*Raw records*.
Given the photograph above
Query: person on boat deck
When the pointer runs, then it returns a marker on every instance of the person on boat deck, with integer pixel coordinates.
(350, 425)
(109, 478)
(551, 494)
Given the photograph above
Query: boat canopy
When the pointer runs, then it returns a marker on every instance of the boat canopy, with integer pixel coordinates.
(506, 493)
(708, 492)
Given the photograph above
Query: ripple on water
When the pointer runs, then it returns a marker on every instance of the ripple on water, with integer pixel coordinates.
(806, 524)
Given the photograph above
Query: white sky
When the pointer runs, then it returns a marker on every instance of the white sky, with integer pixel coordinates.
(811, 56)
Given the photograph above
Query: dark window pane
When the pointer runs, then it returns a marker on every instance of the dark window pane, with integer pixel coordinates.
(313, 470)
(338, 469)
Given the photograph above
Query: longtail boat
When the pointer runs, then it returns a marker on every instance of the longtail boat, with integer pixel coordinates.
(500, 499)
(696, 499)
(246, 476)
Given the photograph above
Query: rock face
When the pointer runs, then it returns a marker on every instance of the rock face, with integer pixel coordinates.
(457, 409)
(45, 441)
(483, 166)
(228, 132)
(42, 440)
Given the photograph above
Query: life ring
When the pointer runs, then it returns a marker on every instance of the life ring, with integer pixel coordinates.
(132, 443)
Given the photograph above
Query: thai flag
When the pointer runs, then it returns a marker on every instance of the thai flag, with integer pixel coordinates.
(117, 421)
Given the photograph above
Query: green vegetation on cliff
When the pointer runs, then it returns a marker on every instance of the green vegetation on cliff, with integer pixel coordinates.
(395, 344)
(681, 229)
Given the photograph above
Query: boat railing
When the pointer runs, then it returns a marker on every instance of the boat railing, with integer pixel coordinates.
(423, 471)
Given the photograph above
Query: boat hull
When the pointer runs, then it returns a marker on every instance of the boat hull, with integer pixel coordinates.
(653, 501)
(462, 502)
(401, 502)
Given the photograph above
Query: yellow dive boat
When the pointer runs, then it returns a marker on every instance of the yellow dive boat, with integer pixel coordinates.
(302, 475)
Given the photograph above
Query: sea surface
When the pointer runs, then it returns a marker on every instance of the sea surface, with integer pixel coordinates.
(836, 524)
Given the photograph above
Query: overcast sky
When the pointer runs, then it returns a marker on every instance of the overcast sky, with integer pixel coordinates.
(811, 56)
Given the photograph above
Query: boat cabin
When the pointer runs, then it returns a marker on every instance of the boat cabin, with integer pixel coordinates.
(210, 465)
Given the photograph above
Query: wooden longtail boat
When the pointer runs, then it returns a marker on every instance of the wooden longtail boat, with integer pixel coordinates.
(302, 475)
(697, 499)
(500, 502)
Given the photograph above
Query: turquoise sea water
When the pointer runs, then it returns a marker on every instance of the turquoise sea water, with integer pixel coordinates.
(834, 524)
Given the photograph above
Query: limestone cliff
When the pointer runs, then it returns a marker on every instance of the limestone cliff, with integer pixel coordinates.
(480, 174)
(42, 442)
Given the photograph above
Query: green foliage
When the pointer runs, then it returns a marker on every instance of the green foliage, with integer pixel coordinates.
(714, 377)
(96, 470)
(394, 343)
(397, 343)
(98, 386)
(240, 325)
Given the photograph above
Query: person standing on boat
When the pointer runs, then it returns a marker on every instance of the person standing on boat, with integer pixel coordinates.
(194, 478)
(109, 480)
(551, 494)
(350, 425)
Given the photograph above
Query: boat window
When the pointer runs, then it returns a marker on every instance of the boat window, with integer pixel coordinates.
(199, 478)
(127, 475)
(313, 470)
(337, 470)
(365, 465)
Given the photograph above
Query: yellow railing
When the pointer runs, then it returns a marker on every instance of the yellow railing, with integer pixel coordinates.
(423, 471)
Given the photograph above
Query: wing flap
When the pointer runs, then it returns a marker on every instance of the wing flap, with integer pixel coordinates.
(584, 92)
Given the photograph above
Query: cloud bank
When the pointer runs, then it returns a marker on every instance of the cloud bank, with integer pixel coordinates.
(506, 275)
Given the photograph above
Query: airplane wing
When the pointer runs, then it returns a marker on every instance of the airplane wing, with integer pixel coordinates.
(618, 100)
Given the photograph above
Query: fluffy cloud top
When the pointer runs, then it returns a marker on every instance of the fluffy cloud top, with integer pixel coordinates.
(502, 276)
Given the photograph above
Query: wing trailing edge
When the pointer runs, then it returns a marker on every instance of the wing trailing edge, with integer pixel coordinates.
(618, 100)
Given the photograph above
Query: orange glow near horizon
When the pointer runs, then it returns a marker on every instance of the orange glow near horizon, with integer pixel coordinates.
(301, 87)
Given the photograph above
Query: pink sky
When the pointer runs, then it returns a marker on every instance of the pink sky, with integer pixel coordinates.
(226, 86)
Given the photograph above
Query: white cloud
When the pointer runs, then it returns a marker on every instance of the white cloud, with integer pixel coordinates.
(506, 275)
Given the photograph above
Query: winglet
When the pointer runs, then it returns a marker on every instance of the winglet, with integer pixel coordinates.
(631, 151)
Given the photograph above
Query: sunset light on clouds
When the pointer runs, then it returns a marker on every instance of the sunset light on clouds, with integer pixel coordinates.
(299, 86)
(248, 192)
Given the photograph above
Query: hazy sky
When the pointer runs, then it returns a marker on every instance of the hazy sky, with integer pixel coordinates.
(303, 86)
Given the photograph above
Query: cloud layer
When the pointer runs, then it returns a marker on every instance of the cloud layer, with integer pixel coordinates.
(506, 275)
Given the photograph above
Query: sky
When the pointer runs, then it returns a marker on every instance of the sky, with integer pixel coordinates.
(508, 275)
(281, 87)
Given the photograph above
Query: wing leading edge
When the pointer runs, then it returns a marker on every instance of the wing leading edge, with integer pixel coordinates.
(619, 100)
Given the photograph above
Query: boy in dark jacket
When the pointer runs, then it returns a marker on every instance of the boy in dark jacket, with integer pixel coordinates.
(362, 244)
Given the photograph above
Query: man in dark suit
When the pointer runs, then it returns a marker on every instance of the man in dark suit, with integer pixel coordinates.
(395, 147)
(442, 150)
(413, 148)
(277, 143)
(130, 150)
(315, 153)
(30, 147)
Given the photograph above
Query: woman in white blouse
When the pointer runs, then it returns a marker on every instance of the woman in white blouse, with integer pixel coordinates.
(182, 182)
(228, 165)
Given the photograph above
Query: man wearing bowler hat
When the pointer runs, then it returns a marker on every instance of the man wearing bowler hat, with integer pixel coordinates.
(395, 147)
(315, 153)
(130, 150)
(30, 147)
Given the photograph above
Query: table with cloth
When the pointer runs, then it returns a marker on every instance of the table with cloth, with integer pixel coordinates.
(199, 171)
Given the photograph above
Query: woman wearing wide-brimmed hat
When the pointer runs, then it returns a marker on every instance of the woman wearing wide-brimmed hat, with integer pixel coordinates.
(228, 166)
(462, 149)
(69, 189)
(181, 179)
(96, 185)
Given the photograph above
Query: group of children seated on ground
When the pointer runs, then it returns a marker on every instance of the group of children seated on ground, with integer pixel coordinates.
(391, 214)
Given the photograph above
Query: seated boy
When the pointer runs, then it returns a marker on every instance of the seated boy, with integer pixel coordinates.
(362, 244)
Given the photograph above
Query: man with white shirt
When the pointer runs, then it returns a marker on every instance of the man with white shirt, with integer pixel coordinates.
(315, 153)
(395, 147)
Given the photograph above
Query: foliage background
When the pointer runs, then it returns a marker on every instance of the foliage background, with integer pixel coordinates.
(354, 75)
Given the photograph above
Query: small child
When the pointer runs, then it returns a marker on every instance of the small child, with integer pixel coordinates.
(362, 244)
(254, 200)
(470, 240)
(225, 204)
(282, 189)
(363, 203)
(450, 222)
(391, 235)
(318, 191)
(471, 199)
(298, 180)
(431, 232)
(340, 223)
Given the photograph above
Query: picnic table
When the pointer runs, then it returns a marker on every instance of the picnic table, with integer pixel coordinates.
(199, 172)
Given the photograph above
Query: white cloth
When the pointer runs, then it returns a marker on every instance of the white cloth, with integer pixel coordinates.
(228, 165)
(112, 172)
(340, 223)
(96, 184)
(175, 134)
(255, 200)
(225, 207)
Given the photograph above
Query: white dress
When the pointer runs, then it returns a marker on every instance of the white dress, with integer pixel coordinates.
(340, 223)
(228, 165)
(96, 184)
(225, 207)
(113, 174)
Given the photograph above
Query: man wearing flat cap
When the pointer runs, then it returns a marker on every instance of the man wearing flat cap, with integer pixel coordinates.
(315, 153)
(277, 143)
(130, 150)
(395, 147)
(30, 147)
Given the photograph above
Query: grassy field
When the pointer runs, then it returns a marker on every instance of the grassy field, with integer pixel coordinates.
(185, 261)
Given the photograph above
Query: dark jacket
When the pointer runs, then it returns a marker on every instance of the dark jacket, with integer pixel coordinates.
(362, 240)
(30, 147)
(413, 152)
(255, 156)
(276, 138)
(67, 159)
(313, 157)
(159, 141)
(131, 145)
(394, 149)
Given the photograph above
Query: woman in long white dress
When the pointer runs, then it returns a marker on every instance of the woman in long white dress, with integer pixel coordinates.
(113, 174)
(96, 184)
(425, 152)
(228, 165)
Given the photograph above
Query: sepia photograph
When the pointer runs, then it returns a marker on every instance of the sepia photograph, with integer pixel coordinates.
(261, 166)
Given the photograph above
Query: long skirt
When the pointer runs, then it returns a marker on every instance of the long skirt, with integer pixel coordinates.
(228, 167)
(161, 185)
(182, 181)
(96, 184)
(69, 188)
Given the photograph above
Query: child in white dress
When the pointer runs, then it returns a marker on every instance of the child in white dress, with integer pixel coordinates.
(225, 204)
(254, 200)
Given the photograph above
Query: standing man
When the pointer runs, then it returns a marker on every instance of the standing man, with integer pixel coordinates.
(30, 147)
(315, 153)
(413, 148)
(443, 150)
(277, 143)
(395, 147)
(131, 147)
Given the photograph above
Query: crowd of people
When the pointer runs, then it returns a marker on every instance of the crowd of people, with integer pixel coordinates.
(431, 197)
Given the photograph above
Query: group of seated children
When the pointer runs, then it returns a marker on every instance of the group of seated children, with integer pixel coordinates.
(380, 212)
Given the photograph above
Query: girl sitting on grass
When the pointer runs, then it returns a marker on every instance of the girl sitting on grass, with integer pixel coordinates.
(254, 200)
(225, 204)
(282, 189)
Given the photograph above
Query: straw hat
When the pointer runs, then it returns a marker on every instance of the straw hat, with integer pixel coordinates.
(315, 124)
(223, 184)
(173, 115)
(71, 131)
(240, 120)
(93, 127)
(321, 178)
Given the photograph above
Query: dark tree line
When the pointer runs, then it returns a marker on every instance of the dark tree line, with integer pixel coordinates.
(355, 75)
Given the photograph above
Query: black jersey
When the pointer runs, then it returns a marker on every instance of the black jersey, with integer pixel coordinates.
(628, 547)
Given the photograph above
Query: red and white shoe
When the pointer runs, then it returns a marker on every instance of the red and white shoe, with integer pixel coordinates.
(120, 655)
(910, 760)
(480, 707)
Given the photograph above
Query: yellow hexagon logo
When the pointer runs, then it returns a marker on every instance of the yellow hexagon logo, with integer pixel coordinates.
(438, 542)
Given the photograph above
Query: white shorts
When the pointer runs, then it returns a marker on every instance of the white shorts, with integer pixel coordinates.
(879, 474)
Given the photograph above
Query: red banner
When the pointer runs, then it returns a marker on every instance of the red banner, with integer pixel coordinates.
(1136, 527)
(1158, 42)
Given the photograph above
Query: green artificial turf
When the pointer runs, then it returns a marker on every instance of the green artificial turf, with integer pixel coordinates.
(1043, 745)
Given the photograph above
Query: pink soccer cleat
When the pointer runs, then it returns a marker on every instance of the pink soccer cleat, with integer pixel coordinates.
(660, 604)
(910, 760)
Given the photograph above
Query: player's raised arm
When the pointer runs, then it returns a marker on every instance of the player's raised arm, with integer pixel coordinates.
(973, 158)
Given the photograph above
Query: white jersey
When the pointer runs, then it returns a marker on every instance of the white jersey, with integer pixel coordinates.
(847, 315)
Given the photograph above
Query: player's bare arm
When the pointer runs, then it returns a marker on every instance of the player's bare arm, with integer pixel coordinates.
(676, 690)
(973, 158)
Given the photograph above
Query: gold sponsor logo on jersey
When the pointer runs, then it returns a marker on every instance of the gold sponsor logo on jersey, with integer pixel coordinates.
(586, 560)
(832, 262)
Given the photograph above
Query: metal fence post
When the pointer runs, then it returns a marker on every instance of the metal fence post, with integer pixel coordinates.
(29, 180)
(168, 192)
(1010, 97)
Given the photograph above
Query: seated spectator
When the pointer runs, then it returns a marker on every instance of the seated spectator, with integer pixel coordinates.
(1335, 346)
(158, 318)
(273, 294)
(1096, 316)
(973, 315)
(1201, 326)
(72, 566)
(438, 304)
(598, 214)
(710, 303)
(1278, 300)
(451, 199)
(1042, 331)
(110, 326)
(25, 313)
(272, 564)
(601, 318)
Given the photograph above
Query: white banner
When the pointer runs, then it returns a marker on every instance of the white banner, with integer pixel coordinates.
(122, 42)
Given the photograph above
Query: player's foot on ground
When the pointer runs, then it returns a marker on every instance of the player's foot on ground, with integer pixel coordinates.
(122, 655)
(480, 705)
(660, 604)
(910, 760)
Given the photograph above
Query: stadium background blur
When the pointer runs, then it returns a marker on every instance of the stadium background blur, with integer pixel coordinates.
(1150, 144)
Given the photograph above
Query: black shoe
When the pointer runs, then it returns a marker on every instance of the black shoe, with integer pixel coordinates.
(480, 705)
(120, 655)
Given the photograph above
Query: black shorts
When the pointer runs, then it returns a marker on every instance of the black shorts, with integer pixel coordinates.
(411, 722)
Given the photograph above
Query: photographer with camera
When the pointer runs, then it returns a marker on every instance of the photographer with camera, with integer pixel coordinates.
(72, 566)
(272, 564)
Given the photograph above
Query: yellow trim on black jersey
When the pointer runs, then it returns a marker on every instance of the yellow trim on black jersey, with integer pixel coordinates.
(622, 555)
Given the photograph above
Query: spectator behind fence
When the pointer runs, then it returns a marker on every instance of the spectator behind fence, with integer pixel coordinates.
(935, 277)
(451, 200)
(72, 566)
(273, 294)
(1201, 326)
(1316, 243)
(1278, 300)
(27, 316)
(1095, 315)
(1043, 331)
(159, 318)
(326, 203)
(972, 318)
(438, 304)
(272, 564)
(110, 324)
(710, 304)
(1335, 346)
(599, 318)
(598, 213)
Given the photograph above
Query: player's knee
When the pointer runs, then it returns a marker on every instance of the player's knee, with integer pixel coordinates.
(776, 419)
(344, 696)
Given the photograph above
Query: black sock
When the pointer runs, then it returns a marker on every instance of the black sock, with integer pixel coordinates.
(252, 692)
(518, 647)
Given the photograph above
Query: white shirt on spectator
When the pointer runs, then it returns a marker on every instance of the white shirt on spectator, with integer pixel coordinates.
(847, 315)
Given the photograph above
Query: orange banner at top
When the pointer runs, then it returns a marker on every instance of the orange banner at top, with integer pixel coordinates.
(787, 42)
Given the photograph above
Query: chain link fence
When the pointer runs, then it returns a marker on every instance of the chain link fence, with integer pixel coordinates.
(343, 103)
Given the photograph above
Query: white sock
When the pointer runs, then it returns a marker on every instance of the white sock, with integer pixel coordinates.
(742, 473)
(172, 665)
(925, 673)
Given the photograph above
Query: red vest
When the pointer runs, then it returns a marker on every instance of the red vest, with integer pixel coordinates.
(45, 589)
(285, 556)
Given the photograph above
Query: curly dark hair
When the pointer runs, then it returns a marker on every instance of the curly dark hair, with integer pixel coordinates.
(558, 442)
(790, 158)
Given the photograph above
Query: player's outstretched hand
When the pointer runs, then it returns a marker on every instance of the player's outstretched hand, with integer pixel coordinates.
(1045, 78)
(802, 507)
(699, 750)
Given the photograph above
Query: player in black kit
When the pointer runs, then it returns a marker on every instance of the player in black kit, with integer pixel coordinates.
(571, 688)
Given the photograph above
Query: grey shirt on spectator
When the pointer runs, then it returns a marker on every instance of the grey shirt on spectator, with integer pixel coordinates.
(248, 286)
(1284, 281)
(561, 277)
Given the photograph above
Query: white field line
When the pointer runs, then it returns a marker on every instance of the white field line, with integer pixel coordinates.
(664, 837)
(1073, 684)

*What you need to do*.
Show every line in the rows above that contains the word "foliage".

*Solution for this problem*.
Query: green foliage
When the pointer runs, then it returns a marker on every instance of the green foliage, with integer pixel coordinates.
Query: foliage background
When the pointer runs, then it returns a marker on every instance of the foliage background, with integer pixel coordinates.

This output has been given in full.